### What the task requires
Nothing should be left out: output all of the entries exactly.

Referring expression data
************

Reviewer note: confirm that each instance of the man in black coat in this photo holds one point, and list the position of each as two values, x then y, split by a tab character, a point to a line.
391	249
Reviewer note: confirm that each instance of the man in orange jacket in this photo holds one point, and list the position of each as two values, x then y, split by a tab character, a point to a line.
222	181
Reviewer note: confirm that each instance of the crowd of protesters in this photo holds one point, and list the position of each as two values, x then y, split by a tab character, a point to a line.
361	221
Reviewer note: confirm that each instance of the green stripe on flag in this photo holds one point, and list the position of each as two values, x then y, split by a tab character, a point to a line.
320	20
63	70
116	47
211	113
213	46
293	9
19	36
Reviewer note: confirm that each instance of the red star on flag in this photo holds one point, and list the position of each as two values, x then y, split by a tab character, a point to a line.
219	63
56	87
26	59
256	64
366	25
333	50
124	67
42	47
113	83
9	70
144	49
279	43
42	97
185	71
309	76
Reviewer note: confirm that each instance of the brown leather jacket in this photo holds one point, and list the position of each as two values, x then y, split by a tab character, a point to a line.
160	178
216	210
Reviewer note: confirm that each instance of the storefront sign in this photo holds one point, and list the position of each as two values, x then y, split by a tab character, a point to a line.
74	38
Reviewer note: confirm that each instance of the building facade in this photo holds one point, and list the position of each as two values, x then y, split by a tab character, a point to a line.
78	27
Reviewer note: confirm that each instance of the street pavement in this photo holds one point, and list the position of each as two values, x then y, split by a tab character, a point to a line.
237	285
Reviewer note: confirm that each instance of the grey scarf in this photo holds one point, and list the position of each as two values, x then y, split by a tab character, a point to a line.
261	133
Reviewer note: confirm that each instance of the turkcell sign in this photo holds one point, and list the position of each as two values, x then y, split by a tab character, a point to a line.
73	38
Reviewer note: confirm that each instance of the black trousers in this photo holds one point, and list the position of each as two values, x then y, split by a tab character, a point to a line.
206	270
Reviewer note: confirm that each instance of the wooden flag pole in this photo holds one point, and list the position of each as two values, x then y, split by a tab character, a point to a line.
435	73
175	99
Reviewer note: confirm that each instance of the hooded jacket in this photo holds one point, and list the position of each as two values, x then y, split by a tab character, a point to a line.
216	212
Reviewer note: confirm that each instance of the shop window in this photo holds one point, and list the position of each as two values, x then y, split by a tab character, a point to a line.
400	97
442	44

************

### Response to this exercise
Reviewer note: confirm that each instance of the man in black coat in this photo holds one point, and list the position of each as two values, x then y, split by a tab character, a point to a line.
391	249
Reviewer note: confirm that each instance of the man in orange jacket in this photo holds one point, and list the position of each as two values, x then y, split by a tab character, a point to a line.
222	181
Reviewer note: confirm that each instance of the crowd of protesters in this photo holds one point, and list the position of each as two values, x then y, split by a tab character, a point to a line.
361	221
Reviewer note: confirm that each instance of the green stripe on flag in this photo holds one point, and list the position of each as two values, x then y, split by a tab character, a point to a line.
320	20
63	70
116	47
211	113
213	46
293	9
19	36
Reviewer note: confirm that each instance of the red star on flag in this photo holds one point, and list the position of each as two values, x then y, split by a tab character, a point to a line.
219	63
56	87
26	59
256	64
366	25
333	50
124	67
42	47
113	83
9	70
144	49
279	43
42	97
185	71
309	76
Reviewer note: confirm that each instance of the brown leather jacket in this photo holds one point, and list the position of each as two values, x then y, split by a tab character, a point to a line.
160	178
216	210
Reviewer note: confirm that each instance of the storefront sign in this photo holds one point, and list the position of each as two values, x then y, split by a tab character, a point to a line.
74	38
Reviewer note: confirm that each instance of the building facade in this photo holds one point, and list the position of each as two values, x then y, split by a tab character, a point to a line.
78	27
Reviewer note: confirm that each instance of the street pavement in this photo holds one point, and list the position of each as two values, x then y, split by a tab character, a point to a line.
237	285
Reviewer note: confirm that each instance of the grey scarf in this photo holds one point, and list the position of each as two values, x then y, split by a tab character, a point to a line.
261	133
Reviewer note: confirm that each instance of the turkcell sign in this photo holds one point, and list the position of each as two values, x then y, split by a tab character, a point to a line.
73	38
Reviewer note: confirm that each instance of the black trousers in this photo holds one point, and list the position of each as two values, x then y, split by a tab character, a point to a line.
206	270
Reviewer note: confirm that each instance of the wooden flag pole in this photo holds one point, and list the position of each as two values, x then y, split by a tab character, a point to a line.
435	73
175	99
Reviewer note: confirm that each instance of the hooded jacket in this photo holds one point, and list the position of each as two values, x then y, split by a tab character, a point to a line.
216	212
Reviewer note: confirm that each instance of the shop window in this photo holds one point, and list the position of each as two values, x then y, split by a tab character, a point to a line.
400	97
442	44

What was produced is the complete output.